Photo-based referring expression data:
━━━━━━━━━━

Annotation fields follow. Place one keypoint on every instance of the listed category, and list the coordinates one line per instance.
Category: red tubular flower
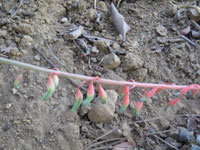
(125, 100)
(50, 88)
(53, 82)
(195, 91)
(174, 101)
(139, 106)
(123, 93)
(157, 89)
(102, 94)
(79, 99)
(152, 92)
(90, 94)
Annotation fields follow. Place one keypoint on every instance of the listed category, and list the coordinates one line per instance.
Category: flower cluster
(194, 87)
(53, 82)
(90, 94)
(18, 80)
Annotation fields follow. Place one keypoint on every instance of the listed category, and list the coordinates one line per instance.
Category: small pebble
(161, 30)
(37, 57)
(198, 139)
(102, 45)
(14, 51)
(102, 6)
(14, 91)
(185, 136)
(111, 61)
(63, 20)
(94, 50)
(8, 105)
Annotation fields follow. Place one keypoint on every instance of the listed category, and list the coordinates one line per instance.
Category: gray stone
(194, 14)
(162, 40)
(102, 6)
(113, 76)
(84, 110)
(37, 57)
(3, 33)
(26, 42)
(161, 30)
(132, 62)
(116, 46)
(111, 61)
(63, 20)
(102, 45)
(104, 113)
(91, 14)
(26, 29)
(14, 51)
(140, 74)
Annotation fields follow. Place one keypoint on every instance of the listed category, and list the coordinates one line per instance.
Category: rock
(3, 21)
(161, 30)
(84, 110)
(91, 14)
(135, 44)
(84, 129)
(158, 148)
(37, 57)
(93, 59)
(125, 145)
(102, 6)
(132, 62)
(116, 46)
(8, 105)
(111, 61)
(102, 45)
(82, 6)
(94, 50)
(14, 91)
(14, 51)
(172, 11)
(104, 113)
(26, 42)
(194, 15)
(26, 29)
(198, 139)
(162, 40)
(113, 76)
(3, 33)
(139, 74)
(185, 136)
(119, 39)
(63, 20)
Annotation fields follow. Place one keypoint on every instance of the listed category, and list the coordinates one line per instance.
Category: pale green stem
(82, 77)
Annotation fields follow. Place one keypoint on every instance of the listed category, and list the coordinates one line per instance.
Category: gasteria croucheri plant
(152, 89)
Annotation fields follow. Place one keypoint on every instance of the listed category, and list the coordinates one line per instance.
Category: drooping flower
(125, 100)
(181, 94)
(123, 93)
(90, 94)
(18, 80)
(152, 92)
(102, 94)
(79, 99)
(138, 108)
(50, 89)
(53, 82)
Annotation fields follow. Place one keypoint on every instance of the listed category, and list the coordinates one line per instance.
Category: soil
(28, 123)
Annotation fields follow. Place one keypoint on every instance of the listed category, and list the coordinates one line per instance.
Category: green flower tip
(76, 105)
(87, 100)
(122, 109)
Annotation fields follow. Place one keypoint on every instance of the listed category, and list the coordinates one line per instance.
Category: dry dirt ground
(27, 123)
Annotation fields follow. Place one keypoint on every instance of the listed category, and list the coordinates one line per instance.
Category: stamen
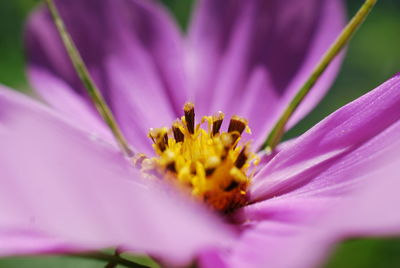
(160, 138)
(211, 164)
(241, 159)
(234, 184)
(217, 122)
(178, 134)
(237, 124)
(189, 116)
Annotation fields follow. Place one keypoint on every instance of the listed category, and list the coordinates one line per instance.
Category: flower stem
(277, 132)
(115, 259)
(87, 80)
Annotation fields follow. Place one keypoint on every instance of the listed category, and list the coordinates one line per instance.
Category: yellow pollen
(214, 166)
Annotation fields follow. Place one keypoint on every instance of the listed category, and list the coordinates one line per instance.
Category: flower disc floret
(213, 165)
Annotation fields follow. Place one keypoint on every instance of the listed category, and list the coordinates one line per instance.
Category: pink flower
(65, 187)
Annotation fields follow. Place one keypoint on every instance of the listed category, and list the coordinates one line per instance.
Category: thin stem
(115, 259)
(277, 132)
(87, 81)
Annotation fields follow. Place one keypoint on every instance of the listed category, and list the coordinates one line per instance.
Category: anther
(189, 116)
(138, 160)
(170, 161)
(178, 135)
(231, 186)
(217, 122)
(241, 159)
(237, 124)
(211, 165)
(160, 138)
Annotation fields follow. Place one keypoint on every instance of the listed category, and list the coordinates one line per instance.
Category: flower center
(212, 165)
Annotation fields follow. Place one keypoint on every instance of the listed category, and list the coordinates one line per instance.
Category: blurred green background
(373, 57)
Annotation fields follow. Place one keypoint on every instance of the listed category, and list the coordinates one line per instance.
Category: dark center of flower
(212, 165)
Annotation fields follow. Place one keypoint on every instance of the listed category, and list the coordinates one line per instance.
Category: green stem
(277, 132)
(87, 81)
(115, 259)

━━━━━━━━━━

■ Instructions to follow
In your copy, restate the data above word for word but leave out any picture.

■ Problem solution
Annotation fields follow. Place one keypoint on every instance of the listed category, and list the coordinates one line per instance.
Category: red tubular flower
(125, 100)
(50, 88)
(53, 82)
(195, 91)
(174, 101)
(139, 106)
(123, 93)
(157, 89)
(102, 94)
(79, 99)
(152, 92)
(90, 94)
Annotation fields follow. Place one keypoint on every instance of the listed category, and list the coordinates one line per instance.
Category: flower cluster
(194, 87)
(53, 82)
(90, 94)
(18, 80)
Annotation fields follow. Place one keypoint on every instance of the listed category, and list the coordinates one line per instance.
Category: small pebble
(161, 30)
(37, 57)
(198, 139)
(102, 45)
(14, 51)
(102, 6)
(14, 91)
(185, 136)
(111, 61)
(63, 20)
(94, 50)
(8, 105)
Annotation fields follow. Place one keypoint on every instance of the listed category, and list the coordinates one line per instance.
Category: gray stone
(194, 14)
(162, 40)
(102, 6)
(113, 76)
(84, 110)
(37, 57)
(3, 33)
(26, 42)
(161, 30)
(132, 62)
(116, 46)
(111, 61)
(63, 20)
(102, 45)
(104, 113)
(91, 14)
(26, 29)
(14, 51)
(140, 74)
Annotation fields follow. Place one keypoint on every instance of the listed category, and list the coordinates one line per instance.
Category: rock
(3, 21)
(161, 30)
(84, 110)
(91, 14)
(135, 44)
(84, 129)
(158, 148)
(37, 57)
(93, 59)
(125, 145)
(102, 6)
(132, 62)
(116, 46)
(8, 105)
(111, 61)
(102, 45)
(82, 6)
(94, 50)
(14, 91)
(14, 51)
(172, 11)
(104, 113)
(26, 42)
(194, 15)
(26, 29)
(198, 139)
(162, 40)
(113, 76)
(3, 33)
(139, 74)
(185, 136)
(119, 39)
(63, 20)
Annotation fields follow. Place one keypoint on every instance of the listed category, and list the coordinates one line per instance.
Category: pale green stem
(82, 77)
Annotation fields follow. Place one keypoint on every instance of the listed category, and list the coordinates one line per instance.
Category: gasteria croucheri plant
(152, 89)
Annotation fields follow. Place one keypoint on every instance of the listed category, and list the coordinates one line per instance.
Category: drooping flower
(125, 100)
(181, 94)
(123, 93)
(90, 94)
(18, 80)
(152, 92)
(102, 94)
(79, 99)
(138, 108)
(50, 89)
(53, 82)
Annotation fields follow. Place one keypoint on every instance of the listed category, and list the coordinates one line per instance.
Category: soil
(28, 123)
Annotation fields follow. Place one keypoint on every instance of the listed category, and list the coordinates one line per instance.
Category: green flower tip
(76, 105)
(87, 100)
(122, 109)
Annotation fields follow. Place one keypoint on every instance of the listed category, and list the coordinates one line per instance.
Category: dry dirt ground
(27, 123)
Annotation fields follow. Place one keypoint on every instance of the listed category, and list the coordinates one line per instance.
Category: stamen
(160, 138)
(211, 164)
(241, 159)
(234, 184)
(217, 122)
(178, 134)
(237, 124)
(189, 116)
Annotation fields follow. Place one keypoint on every instance of the listed category, and list the coordinates one line per instance.
Category: flower stem
(277, 132)
(115, 259)
(87, 80)
Annotation fields follow. Place one keypoint on every instance of the listed category, and list the coordinates one line per instance.
Category: yellow pollen
(214, 166)
Annotation fields follow. Place one keypoint on every instance of the listed category, and list the coordinates one line per instance.
Category: flower disc floret
(213, 165)
Annotation fields follow. Place one keypoint on every instance of the listed category, and list the coordinates one line per instance.
Category: pink flower
(65, 187)
Annotation fields follow. Place one keypoint on every instance of the listed category, and list the coordinates one line per instance.
Category: thin stem
(115, 259)
(277, 132)
(87, 81)
Annotation fields follow. Place one keypoint on every instance of the listed category, and list the coordinates one line per instance.
Category: anther
(189, 116)
(138, 160)
(170, 161)
(178, 135)
(231, 186)
(217, 122)
(241, 159)
(237, 124)
(211, 165)
(160, 138)
Annotation fields follow. Place one keypoint on every instance of the listed category, and list the coordinates one line per instance.
Category: flower center
(212, 165)
Annotation fields follow. Place one keypoint on every instance of the listed category, and list the coordinates one line per instance.
Category: blurred green background
(373, 57)
Annotation fields follow. Place one keypoint on every instance of the listed category, and list the coordinates one line per instance.
Category: dark center of flower
(212, 165)
Annotation fields follow. Place one keypoint on every instance of the listed category, and list the coordinates one line per instance.
Category: green stem
(277, 132)
(87, 81)
(115, 259)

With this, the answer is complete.